-- TASK REQUIREMENTS --
Pull out every line in the data below that contains the word "jacket".
--- begin PROVIDED RECORDS ---
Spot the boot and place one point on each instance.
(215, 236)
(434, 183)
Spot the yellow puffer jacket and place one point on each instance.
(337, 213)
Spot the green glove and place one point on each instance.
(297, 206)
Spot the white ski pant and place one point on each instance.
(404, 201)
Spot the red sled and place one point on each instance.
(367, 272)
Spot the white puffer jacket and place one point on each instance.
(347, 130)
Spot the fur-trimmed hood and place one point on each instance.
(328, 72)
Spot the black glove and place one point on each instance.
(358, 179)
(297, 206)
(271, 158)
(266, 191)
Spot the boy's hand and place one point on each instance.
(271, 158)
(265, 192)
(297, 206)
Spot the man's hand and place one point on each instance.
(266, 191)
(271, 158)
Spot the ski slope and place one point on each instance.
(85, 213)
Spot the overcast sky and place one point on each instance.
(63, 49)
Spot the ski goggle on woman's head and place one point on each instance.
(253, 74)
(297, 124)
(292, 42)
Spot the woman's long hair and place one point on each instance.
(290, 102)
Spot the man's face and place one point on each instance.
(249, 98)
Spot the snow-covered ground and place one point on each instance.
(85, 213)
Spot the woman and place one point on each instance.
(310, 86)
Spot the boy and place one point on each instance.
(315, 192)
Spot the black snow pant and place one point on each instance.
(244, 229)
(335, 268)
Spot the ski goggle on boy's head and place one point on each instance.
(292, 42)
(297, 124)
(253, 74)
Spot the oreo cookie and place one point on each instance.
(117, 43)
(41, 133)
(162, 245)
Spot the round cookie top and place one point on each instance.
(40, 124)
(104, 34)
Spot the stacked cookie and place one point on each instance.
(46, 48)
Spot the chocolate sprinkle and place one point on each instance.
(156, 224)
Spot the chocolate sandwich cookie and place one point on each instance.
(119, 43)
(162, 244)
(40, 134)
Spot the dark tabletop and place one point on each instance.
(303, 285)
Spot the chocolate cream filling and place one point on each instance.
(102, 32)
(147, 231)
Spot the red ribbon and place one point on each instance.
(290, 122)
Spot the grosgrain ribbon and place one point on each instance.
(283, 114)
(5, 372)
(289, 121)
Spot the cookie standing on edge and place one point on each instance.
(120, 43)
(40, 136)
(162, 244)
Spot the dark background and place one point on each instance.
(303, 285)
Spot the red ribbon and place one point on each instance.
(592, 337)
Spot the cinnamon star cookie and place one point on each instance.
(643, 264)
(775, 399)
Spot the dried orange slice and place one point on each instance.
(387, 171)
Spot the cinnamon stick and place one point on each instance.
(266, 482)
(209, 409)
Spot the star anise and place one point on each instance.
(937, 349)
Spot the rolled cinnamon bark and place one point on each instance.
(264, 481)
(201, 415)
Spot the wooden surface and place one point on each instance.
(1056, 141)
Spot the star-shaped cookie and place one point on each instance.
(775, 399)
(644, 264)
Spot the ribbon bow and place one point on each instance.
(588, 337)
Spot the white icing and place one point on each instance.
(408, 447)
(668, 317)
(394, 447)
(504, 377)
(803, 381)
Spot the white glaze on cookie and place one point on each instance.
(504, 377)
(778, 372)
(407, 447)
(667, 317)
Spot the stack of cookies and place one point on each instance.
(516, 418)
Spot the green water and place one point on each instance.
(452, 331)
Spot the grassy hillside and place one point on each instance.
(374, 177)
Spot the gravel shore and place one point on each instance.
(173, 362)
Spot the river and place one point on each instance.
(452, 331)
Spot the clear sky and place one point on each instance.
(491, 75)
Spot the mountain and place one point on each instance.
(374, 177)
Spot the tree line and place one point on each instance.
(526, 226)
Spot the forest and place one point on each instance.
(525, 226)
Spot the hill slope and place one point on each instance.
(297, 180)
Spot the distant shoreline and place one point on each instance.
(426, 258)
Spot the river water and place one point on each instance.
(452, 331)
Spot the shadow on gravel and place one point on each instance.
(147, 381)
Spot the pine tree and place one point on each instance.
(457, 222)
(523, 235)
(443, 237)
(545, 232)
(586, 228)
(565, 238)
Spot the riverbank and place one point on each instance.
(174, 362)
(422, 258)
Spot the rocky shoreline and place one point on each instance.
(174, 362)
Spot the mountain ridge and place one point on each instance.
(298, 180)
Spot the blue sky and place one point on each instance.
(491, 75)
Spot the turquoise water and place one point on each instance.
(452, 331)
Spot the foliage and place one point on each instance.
--- end PROVIDED RECORDS ---
--- begin PROVIDED RECORDS ---
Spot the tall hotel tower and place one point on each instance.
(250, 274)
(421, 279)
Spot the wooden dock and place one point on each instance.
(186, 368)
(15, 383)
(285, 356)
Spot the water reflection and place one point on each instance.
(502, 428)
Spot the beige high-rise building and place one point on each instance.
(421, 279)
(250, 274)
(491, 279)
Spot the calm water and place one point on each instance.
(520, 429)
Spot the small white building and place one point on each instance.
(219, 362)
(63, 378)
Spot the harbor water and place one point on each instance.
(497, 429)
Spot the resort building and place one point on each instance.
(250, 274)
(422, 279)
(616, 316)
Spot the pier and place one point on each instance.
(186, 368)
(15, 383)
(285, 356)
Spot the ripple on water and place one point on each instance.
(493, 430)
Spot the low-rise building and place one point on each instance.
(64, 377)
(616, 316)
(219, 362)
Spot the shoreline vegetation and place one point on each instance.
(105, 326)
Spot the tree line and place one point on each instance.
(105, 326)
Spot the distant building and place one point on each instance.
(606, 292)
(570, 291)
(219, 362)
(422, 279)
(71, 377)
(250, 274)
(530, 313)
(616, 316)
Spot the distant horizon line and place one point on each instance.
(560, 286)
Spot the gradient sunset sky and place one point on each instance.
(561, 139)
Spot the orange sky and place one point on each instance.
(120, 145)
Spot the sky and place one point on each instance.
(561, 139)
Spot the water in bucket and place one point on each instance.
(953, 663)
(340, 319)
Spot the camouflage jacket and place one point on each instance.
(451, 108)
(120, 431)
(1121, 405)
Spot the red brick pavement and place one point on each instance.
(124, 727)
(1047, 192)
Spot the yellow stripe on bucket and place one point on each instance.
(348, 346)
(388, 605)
--- end PROVIDED RECORDS ---
-- THE RESULT --
Spot the yellow puffer jacket and place one point on each instance.
Spot the white puffer jacket and place one point on each instance.
Spot the camouflage jacket and place one point on each instance.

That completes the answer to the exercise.